▶ [Exercise requirements] Extract the line that contains "mark the region of every instance of the cooked" and every line after it to the end of the records below, exactly as written and nothing else.

[Extracted records]
____
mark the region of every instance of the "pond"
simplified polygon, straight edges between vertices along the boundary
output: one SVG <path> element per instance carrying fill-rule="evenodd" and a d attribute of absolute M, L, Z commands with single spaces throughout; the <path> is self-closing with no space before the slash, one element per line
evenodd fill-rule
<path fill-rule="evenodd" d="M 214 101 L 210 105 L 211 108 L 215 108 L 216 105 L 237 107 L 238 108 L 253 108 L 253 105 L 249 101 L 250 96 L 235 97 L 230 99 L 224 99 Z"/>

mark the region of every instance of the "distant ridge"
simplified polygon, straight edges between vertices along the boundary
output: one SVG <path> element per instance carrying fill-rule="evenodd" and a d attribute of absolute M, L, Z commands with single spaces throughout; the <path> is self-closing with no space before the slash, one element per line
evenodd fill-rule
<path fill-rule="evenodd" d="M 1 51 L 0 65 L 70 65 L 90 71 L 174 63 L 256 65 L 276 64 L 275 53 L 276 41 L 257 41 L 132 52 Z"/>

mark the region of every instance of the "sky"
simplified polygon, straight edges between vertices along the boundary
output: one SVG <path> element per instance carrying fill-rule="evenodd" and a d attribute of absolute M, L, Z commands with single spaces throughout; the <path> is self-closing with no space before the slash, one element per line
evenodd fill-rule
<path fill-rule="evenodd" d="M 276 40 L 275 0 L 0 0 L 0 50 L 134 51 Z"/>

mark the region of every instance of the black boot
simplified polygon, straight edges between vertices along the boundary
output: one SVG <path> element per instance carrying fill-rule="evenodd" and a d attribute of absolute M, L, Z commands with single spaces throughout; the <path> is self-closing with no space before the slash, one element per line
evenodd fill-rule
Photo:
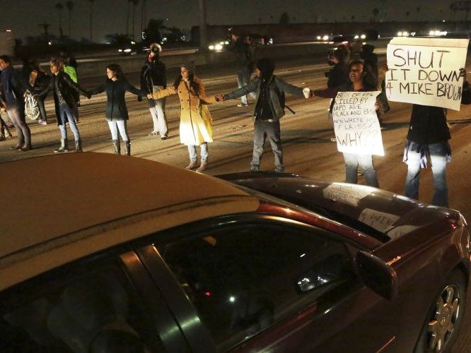
<path fill-rule="evenodd" d="M 82 149 L 82 140 L 75 141 L 75 152 L 83 152 Z"/>
<path fill-rule="evenodd" d="M 120 155 L 121 154 L 121 143 L 120 140 L 113 140 L 113 147 L 115 148 L 115 154 Z"/>
<path fill-rule="evenodd" d="M 124 141 L 124 154 L 131 155 L 131 141 Z"/>
<path fill-rule="evenodd" d="M 54 150 L 55 153 L 59 152 L 68 152 L 69 151 L 69 143 L 65 138 L 61 138 L 61 147 L 57 150 Z"/>

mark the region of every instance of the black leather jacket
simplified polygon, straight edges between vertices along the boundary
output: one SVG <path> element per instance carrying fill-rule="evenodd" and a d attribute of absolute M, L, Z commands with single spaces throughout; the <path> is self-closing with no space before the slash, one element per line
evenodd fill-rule
<path fill-rule="evenodd" d="M 59 107 L 62 100 L 59 97 L 57 90 L 60 91 L 60 95 L 62 97 L 64 102 L 69 106 L 72 112 L 74 112 L 77 107 L 75 97 L 74 96 L 74 92 L 79 92 L 85 97 L 89 97 L 89 93 L 72 80 L 69 75 L 64 71 L 59 71 L 57 75 L 52 75 L 49 85 L 45 89 L 37 92 L 40 97 L 45 97 L 47 93 L 51 90 L 54 92 L 54 102 L 56 108 L 56 116 L 57 116 L 57 125 L 62 125 L 62 121 L 60 119 Z M 56 85 L 56 82 L 57 84 Z"/>

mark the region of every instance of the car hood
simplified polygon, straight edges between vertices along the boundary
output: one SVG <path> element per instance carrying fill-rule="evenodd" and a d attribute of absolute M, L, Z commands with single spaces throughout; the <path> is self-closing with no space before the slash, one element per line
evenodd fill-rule
<path fill-rule="evenodd" d="M 238 173 L 219 176 L 277 196 L 384 241 L 459 213 L 389 191 L 347 183 L 326 183 L 293 174 Z"/>

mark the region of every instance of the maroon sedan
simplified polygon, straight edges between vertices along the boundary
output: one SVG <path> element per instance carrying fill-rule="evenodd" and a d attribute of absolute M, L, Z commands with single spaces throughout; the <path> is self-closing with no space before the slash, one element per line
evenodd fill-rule
<path fill-rule="evenodd" d="M 0 175 L 1 352 L 438 352 L 463 321 L 457 211 L 102 153 Z"/>

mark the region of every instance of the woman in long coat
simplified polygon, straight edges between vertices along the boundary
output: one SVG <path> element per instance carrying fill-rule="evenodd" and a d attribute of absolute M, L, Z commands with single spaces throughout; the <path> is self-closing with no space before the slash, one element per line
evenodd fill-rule
<path fill-rule="evenodd" d="M 180 140 L 188 146 L 190 164 L 188 169 L 203 172 L 208 166 L 208 143 L 213 142 L 212 118 L 207 104 L 216 102 L 214 97 L 207 97 L 204 85 L 194 76 L 192 65 L 180 66 L 179 75 L 173 86 L 148 97 L 160 99 L 170 95 L 178 95 L 181 106 L 180 114 Z M 196 146 L 199 146 L 201 164 L 198 167 Z"/>
<path fill-rule="evenodd" d="M 115 153 L 121 154 L 121 145 L 118 131 L 124 143 L 124 151 L 127 155 L 131 155 L 131 140 L 127 134 L 127 121 L 129 119 L 127 107 L 124 100 L 126 91 L 138 96 L 144 95 L 143 92 L 129 84 L 124 78 L 121 66 L 115 64 L 108 65 L 106 68 L 107 78 L 105 83 L 97 88 L 90 91 L 91 95 L 98 95 L 106 92 L 107 102 L 106 104 L 106 120 L 110 126 L 111 137 L 113 140 Z"/>

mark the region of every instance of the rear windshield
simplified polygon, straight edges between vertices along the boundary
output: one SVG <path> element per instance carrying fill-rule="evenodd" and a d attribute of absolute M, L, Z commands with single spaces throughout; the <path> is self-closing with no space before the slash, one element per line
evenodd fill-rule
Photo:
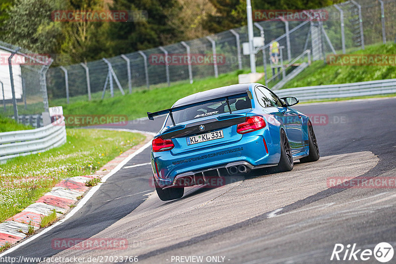
<path fill-rule="evenodd" d="M 237 111 L 251 108 L 250 99 L 246 95 L 228 100 L 231 111 Z M 176 124 L 190 120 L 198 119 L 202 117 L 228 113 L 228 107 L 225 100 L 207 103 L 173 112 L 173 119 Z M 172 120 L 168 117 L 165 126 L 172 125 Z"/>

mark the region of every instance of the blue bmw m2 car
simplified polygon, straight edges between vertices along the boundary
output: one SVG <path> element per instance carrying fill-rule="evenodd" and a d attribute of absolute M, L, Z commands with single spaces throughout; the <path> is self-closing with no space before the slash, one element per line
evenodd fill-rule
<path fill-rule="evenodd" d="M 279 98 L 260 84 L 231 85 L 198 92 L 171 108 L 152 140 L 155 188 L 163 201 L 181 198 L 184 187 L 208 178 L 318 160 L 319 151 L 309 118 L 291 108 L 296 97 Z"/>

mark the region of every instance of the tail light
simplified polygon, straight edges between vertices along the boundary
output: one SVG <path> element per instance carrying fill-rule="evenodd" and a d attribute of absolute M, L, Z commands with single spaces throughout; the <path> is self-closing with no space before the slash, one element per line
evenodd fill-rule
<path fill-rule="evenodd" d="M 153 152 L 170 150 L 174 146 L 171 139 L 164 139 L 162 137 L 159 136 L 152 140 Z"/>
<path fill-rule="evenodd" d="M 245 134 L 265 127 L 265 120 L 261 116 L 251 116 L 246 118 L 246 121 L 238 124 L 237 132 Z"/>

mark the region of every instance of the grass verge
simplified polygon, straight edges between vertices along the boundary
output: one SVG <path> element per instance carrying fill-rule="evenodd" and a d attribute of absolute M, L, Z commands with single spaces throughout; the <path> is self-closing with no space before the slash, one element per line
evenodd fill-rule
<path fill-rule="evenodd" d="M 140 134 L 68 129 L 67 142 L 0 165 L 0 221 L 19 213 L 63 179 L 91 175 L 144 139 Z"/>
<path fill-rule="evenodd" d="M 6 242 L 5 244 L 0 247 L 0 253 L 1 253 L 6 249 L 9 248 L 10 247 L 11 247 L 11 243 L 9 242 Z"/>
<path fill-rule="evenodd" d="M 40 227 L 45 227 L 48 226 L 56 219 L 56 212 L 53 210 L 50 214 L 48 216 L 41 217 L 41 222 L 40 222 Z"/>
<path fill-rule="evenodd" d="M 366 46 L 355 54 L 395 54 L 396 44 Z M 317 85 L 335 85 L 396 78 L 396 66 L 342 66 L 325 64 L 323 60 L 313 62 L 308 67 L 288 82 L 282 89 Z"/>
<path fill-rule="evenodd" d="M 4 117 L 0 115 L 0 133 L 33 129 L 33 128 L 30 126 L 24 126 L 23 125 L 18 124 L 13 119 Z"/>

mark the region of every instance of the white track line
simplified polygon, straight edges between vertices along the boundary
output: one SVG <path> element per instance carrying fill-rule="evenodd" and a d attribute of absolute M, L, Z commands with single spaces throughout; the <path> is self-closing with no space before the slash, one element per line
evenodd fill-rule
<path fill-rule="evenodd" d="M 136 165 L 131 165 L 130 166 L 124 167 L 124 169 L 130 169 L 131 168 L 135 168 L 135 167 L 144 166 L 146 165 L 151 165 L 151 162 L 148 162 L 147 163 L 142 163 L 141 164 L 136 164 Z"/>
<path fill-rule="evenodd" d="M 115 130 L 114 129 L 111 129 L 111 130 Z M 131 130 L 119 130 L 124 131 L 128 131 L 128 132 L 130 132 L 131 131 L 133 131 Z M 150 132 L 143 132 L 143 133 L 146 133 L 146 134 L 152 134 L 152 133 Z M 137 150 L 136 150 L 136 151 L 135 151 L 133 153 L 132 153 L 131 155 L 130 155 L 129 156 L 128 156 L 128 157 L 126 158 L 125 159 L 124 159 L 123 161 L 122 161 L 119 164 L 117 165 L 117 166 L 115 168 L 114 168 L 111 171 L 110 171 L 110 173 L 108 174 L 107 174 L 107 175 L 106 175 L 105 176 L 104 176 L 102 178 L 101 182 L 101 183 L 99 183 L 97 185 L 94 186 L 89 191 L 88 191 L 88 192 L 87 193 L 87 194 L 86 195 L 85 195 L 84 196 L 84 197 L 81 200 L 80 202 L 78 203 L 78 204 L 77 204 L 77 206 L 76 206 L 75 207 L 74 207 L 70 211 L 70 213 L 67 214 L 66 215 L 66 216 L 65 216 L 64 218 L 63 218 L 63 219 L 61 219 L 60 220 L 59 220 L 59 221 L 58 221 L 57 222 L 55 223 L 55 224 L 54 224 L 53 225 L 51 225 L 49 227 L 48 227 L 47 228 L 44 229 L 42 231 L 40 232 L 40 233 L 38 233 L 36 235 L 34 235 L 34 236 L 28 238 L 27 239 L 26 239 L 24 241 L 22 242 L 20 244 L 18 244 L 17 245 L 16 245 L 16 246 L 14 246 L 14 247 L 12 247 L 11 248 L 10 248 L 9 249 L 8 249 L 8 250 L 6 250 L 5 251 L 3 252 L 2 253 L 0 254 L 0 257 L 3 257 L 3 256 L 6 255 L 6 254 L 10 253 L 12 252 L 13 251 L 14 251 L 15 250 L 16 250 L 17 249 L 18 249 L 20 247 L 22 247 L 22 246 L 24 246 L 24 245 L 28 243 L 29 242 L 30 242 L 31 241 L 32 241 L 33 240 L 36 239 L 36 238 L 37 238 L 38 237 L 40 237 L 40 236 L 41 236 L 42 235 L 44 235 L 44 234 L 45 234 L 46 233 L 47 233 L 47 232 L 50 231 L 50 230 L 52 229 L 52 228 L 53 228 L 54 227 L 55 227 L 56 226 L 57 226 L 58 225 L 59 225 L 59 224 L 61 224 L 62 223 L 63 223 L 63 222 L 64 222 L 65 221 L 66 221 L 66 220 L 67 220 L 69 218 L 70 218 L 71 217 L 74 216 L 74 214 L 78 211 L 78 210 L 79 210 L 86 203 L 87 203 L 87 202 L 88 202 L 88 200 L 90 199 L 90 198 L 92 197 L 92 196 L 94 195 L 94 194 L 95 193 L 95 192 L 96 192 L 96 191 L 98 190 L 99 189 L 99 188 L 100 187 L 100 186 L 101 186 L 101 185 L 103 183 L 105 182 L 106 180 L 107 180 L 108 178 L 109 178 L 110 177 L 112 176 L 115 173 L 116 173 L 117 172 L 119 171 L 120 169 L 121 169 L 121 168 L 122 168 L 124 166 L 124 165 L 126 164 L 126 163 L 128 161 L 131 160 L 132 159 L 132 158 L 133 158 L 134 157 L 135 157 L 135 156 L 136 156 L 138 154 L 141 153 L 146 148 L 148 147 L 149 146 L 150 146 L 151 145 L 151 140 L 150 140 L 149 141 L 147 142 L 145 145 L 144 145 L 143 147 L 142 147 L 140 149 L 139 149 Z"/>

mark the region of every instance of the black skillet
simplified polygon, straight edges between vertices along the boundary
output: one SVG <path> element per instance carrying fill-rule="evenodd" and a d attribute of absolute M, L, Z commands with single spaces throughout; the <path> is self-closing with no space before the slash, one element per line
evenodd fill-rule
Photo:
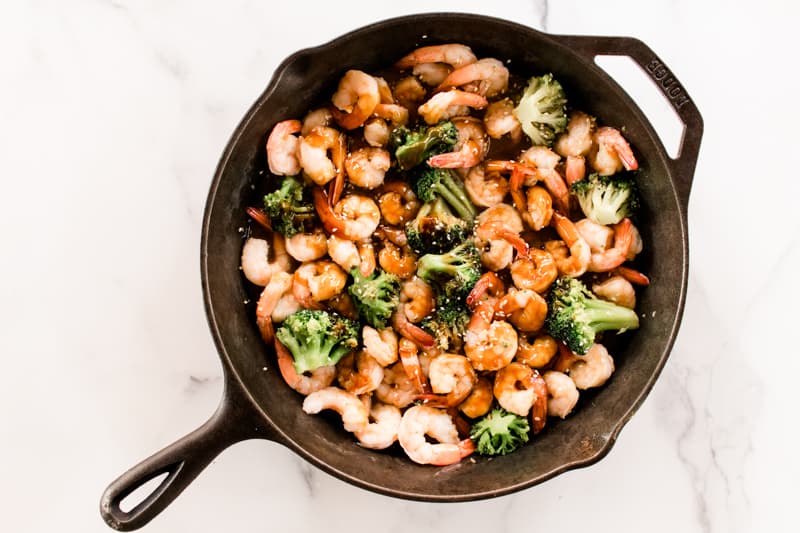
<path fill-rule="evenodd" d="M 302 412 L 302 398 L 282 381 L 271 348 L 242 304 L 237 228 L 246 225 L 245 208 L 256 202 L 251 185 L 261 179 L 266 135 L 276 122 L 303 116 L 309 102 L 332 94 L 349 68 L 375 71 L 416 46 L 445 42 L 467 44 L 478 57 L 508 59 L 516 73 L 553 72 L 572 105 L 625 127 L 642 169 L 639 229 L 646 248 L 638 266 L 652 284 L 639 298 L 641 328 L 612 352 L 613 379 L 588 395 L 582 408 L 564 421 L 548 422 L 533 443 L 513 454 L 436 469 L 363 449 L 340 425 Z M 632 58 L 663 91 L 685 125 L 677 158 L 667 155 L 636 103 L 595 65 L 598 55 Z M 386 20 L 295 53 L 234 131 L 208 194 L 200 259 L 206 313 L 225 377 L 222 402 L 200 428 L 113 481 L 102 496 L 103 519 L 119 530 L 142 527 L 222 450 L 251 438 L 279 442 L 359 487 L 435 502 L 508 494 L 598 461 L 652 388 L 680 325 L 688 272 L 686 211 L 702 132 L 702 118 L 681 83 L 645 44 L 628 37 L 548 35 L 505 20 L 440 13 Z M 128 494 L 162 474 L 167 476 L 141 503 L 122 511 Z"/>

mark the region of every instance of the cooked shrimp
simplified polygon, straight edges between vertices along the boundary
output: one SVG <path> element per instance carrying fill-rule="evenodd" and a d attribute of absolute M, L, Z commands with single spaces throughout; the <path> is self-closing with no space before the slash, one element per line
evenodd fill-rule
____
▶ [Response]
mark the region of every instance of the cooked shrimp
simplified polygon, straight edges between vertices along the boundary
output: one SVG <path> element per instance carrying fill-rule="evenodd" and a d attribute of absolute M, L, Z commands with single spaces throughout; the <path> is self-closing with no space before the slash, one element per line
evenodd fill-rule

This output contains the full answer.